*WHAT YOU WILL DO:* Below is some data. Retype exactly the lines starting at the one with "like point(486, 128)" and ending at the one with "like point(32, 216)".

*RECORDS SHOWN:*
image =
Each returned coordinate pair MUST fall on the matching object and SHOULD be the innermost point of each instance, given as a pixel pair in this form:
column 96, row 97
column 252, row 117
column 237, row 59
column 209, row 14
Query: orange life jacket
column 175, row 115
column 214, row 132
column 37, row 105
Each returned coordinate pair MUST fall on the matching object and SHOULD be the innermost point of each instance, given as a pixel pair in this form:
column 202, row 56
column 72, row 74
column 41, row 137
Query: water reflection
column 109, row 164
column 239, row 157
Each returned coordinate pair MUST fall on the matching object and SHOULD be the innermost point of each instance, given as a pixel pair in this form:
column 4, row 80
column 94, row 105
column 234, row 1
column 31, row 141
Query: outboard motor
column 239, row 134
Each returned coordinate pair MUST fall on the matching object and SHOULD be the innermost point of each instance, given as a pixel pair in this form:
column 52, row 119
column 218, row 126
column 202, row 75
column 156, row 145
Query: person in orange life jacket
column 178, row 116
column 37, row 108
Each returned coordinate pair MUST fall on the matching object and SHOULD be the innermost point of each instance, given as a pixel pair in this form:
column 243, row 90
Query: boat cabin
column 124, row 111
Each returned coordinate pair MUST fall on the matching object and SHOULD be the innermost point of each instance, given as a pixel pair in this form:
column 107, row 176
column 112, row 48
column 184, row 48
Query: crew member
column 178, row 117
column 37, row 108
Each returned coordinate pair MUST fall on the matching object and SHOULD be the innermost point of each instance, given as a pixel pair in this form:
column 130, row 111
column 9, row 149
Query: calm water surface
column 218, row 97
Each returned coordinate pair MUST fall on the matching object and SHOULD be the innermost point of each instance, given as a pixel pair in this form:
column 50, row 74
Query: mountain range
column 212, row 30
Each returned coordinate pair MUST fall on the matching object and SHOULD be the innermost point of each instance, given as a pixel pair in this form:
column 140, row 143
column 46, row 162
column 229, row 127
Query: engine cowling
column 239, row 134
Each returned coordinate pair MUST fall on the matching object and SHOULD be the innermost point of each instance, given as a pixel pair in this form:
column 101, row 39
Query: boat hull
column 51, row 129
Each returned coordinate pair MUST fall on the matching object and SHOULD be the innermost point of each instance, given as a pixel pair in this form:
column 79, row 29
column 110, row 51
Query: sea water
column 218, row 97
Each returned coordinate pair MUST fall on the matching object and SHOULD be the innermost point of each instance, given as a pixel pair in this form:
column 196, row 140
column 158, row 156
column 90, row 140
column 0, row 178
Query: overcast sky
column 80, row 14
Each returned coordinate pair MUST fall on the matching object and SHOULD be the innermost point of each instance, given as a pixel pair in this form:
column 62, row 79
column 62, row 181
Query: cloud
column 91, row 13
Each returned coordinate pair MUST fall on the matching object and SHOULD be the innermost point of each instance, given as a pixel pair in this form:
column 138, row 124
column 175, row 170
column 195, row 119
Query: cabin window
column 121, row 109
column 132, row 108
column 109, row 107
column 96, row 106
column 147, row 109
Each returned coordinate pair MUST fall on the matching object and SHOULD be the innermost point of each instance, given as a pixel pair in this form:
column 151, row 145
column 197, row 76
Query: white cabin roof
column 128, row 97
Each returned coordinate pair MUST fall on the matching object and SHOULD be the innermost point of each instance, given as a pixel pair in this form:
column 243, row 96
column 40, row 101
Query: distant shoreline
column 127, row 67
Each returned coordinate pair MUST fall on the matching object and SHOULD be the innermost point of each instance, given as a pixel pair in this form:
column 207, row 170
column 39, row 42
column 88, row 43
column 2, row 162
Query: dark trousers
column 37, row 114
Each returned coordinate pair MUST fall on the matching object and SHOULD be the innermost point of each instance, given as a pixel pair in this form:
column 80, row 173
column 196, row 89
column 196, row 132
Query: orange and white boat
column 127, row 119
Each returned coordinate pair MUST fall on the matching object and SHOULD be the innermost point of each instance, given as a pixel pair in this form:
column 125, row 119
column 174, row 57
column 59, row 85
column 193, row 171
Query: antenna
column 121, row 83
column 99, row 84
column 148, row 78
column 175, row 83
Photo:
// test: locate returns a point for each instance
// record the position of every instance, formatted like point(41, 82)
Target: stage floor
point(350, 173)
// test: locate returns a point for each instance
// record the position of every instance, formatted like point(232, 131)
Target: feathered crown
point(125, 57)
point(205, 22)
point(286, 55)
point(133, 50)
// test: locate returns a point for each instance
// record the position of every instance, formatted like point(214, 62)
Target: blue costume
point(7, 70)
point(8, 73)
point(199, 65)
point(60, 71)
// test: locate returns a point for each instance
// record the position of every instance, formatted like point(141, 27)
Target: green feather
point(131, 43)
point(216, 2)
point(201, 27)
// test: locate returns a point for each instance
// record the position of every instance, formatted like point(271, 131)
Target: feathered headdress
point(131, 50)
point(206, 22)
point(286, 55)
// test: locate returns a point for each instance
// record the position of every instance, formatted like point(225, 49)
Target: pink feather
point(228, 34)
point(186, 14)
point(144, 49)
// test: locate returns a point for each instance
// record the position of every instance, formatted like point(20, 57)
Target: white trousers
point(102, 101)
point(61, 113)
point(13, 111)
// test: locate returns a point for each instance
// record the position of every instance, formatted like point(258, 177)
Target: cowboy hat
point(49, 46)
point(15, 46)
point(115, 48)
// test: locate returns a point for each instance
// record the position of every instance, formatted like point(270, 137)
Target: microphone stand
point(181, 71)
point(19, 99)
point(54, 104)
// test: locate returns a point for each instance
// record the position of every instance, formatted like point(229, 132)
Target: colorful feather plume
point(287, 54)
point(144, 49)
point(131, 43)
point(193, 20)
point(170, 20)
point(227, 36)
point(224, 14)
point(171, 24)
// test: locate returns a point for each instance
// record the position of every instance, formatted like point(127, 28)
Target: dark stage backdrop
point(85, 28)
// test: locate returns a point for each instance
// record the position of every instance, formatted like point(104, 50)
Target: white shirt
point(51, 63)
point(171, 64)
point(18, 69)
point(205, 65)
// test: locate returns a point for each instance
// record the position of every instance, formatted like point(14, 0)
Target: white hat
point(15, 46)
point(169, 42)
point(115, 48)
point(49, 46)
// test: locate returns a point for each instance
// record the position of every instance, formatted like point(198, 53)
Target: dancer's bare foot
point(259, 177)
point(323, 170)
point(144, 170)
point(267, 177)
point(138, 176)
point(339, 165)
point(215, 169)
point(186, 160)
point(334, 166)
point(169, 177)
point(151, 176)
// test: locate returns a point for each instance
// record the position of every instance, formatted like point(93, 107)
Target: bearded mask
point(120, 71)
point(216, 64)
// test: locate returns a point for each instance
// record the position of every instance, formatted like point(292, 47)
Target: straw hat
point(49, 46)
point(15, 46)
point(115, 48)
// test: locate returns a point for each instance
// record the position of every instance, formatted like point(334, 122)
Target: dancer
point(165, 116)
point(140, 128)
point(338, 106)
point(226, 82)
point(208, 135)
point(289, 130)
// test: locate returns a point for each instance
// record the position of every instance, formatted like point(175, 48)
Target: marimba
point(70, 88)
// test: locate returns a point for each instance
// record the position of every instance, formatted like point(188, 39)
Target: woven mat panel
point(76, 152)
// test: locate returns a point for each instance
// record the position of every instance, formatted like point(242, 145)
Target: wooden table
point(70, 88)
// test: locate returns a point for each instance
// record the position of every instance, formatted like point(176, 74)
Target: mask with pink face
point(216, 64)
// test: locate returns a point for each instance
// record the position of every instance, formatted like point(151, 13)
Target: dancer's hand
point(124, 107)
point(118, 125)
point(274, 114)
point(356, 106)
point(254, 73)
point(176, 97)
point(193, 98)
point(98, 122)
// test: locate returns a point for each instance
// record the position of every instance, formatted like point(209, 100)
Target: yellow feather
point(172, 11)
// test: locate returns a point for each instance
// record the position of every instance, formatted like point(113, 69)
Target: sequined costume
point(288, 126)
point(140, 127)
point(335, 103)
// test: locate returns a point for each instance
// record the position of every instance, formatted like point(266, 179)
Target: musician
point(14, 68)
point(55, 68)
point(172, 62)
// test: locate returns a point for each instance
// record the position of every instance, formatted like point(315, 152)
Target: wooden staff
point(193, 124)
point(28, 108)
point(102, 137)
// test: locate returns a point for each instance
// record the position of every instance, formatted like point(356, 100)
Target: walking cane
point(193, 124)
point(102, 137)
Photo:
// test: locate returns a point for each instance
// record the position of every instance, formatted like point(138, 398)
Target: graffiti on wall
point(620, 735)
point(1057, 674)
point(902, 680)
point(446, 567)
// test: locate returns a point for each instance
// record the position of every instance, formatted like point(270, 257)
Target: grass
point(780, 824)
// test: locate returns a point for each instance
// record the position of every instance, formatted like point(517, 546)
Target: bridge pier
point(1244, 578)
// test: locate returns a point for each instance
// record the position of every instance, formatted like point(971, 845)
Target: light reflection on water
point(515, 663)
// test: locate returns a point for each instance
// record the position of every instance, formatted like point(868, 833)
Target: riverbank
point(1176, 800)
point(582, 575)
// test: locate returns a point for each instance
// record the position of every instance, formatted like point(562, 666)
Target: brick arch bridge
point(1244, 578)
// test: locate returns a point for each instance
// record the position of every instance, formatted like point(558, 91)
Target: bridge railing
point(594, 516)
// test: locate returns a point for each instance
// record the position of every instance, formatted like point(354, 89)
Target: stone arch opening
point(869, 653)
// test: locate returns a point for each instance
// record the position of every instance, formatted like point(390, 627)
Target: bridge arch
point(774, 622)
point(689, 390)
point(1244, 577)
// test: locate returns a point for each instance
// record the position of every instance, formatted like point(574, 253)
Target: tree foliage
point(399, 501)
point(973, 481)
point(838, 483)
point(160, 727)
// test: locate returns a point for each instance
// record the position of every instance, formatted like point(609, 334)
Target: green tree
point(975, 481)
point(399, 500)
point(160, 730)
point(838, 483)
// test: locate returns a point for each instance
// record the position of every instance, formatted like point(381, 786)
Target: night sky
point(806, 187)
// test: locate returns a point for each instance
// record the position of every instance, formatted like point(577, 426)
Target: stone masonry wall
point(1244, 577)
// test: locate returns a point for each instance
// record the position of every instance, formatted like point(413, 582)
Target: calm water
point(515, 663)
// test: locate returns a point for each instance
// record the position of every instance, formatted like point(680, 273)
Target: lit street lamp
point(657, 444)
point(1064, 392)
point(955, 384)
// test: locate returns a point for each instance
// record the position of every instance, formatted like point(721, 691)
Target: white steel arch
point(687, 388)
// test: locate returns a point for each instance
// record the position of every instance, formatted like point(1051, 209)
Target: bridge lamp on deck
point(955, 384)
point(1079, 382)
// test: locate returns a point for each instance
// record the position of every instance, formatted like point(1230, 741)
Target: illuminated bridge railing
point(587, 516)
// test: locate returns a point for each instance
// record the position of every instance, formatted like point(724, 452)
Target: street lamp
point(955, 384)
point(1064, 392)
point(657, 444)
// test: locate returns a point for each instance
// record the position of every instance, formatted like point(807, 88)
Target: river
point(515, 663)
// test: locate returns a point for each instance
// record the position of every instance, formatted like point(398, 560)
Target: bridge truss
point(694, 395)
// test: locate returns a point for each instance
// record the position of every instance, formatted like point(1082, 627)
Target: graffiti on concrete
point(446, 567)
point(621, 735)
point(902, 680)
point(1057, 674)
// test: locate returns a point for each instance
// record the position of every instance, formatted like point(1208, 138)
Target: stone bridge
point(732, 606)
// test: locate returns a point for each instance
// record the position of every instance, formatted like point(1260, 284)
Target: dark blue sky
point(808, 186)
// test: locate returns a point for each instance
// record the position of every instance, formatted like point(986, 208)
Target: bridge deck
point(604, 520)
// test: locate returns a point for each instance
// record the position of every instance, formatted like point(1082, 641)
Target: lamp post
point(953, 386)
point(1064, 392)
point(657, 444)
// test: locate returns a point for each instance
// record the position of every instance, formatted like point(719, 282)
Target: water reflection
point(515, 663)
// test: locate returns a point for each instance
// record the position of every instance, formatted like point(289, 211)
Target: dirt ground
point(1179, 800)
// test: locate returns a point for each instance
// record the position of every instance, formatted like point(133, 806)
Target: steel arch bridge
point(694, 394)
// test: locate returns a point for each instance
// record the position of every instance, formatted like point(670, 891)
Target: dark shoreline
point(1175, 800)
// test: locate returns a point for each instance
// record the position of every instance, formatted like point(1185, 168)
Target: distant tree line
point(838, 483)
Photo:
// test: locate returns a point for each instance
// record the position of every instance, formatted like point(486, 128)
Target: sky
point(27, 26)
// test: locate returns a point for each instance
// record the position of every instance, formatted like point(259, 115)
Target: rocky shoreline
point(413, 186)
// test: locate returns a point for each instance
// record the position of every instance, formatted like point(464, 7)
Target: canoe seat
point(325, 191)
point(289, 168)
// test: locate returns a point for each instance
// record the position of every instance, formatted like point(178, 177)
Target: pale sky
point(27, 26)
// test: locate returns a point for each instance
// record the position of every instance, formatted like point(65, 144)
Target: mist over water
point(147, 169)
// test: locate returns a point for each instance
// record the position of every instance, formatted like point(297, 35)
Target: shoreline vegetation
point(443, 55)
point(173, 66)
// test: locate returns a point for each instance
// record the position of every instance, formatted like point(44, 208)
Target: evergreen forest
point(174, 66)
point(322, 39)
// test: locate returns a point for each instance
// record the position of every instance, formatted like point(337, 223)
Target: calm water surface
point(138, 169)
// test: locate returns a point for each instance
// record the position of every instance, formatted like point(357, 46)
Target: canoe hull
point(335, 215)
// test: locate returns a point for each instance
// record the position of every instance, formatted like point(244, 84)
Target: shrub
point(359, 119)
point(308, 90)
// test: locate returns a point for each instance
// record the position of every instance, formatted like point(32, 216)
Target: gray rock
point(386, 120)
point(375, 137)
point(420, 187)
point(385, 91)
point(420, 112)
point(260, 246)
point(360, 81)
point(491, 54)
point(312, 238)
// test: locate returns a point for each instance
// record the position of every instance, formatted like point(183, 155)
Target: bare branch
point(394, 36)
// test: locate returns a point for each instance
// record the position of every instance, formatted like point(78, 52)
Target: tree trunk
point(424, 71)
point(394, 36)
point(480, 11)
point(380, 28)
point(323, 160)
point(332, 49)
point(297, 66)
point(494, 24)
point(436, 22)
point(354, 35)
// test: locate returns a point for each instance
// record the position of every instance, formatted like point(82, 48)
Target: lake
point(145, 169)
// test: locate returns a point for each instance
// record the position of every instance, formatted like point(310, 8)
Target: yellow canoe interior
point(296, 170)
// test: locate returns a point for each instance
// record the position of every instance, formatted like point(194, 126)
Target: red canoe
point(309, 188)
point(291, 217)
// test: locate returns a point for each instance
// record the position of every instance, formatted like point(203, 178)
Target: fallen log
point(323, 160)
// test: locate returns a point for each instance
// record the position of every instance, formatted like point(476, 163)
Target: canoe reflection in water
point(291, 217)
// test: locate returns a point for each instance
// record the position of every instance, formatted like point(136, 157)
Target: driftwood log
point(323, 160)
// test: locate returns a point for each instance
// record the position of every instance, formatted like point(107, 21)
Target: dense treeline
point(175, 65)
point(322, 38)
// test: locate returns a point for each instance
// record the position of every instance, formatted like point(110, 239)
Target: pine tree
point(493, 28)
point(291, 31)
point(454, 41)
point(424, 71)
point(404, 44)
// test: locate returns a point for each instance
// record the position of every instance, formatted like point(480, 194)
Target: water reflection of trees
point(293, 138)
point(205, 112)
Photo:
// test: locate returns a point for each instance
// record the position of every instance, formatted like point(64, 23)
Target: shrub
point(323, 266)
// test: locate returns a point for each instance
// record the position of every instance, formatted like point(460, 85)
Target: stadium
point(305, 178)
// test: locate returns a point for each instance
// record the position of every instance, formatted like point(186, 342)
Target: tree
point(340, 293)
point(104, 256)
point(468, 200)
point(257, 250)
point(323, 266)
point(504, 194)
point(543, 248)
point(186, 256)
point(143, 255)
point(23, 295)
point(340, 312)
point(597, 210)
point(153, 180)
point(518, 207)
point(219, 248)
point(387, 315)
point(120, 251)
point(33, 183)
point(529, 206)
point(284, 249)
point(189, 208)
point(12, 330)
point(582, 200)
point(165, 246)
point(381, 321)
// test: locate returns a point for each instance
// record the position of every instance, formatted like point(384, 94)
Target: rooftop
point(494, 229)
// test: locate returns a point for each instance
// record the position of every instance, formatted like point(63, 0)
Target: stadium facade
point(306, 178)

*SOLUTION TO THIS TASK:*
// record the position of every instance, formatted like point(486, 128)
Target: sky
point(27, 26)
// test: locate returns a point for each instance
// record the position of every instance, formatted like point(259, 115)
Target: rocky shoreline
point(413, 186)
// test: locate returns a point for each instance
// record the position of every instance, formatted like point(464, 7)
Target: canoe seat
point(325, 191)
point(289, 168)
// test: locate returns a point for each instance
// record the position of every instance, formatted like point(178, 177)
Target: pale sky
point(27, 26)
// test: locate returns a point for each instance
// record the position of every instance, formatted like point(65, 144)
Target: mist over water
point(147, 169)
// test: locate returns a point for each instance
// record the position of every instance, formatted like point(297, 35)
Target: shoreline vegetation
point(443, 55)
point(173, 66)
// test: locate returns a point for each instance
// record the position of every instance, formatted like point(44, 208)
Target: evergreen forest
point(174, 66)
point(322, 39)
// test: locate returns a point for each instance
// record the position of every instance, formatted like point(337, 223)
Target: calm water surface
point(138, 169)
// test: locate returns a point for each instance
// record the position of every instance, formatted like point(357, 46)
Target: canoe hull
point(335, 215)
// test: locate returns a point for each instance
// record the position of every instance, formatted like point(244, 84)
Target: shrub
point(359, 119)
point(308, 90)
// test: locate returns a point for each instance
// record the position of every instance, formatted like point(32, 216)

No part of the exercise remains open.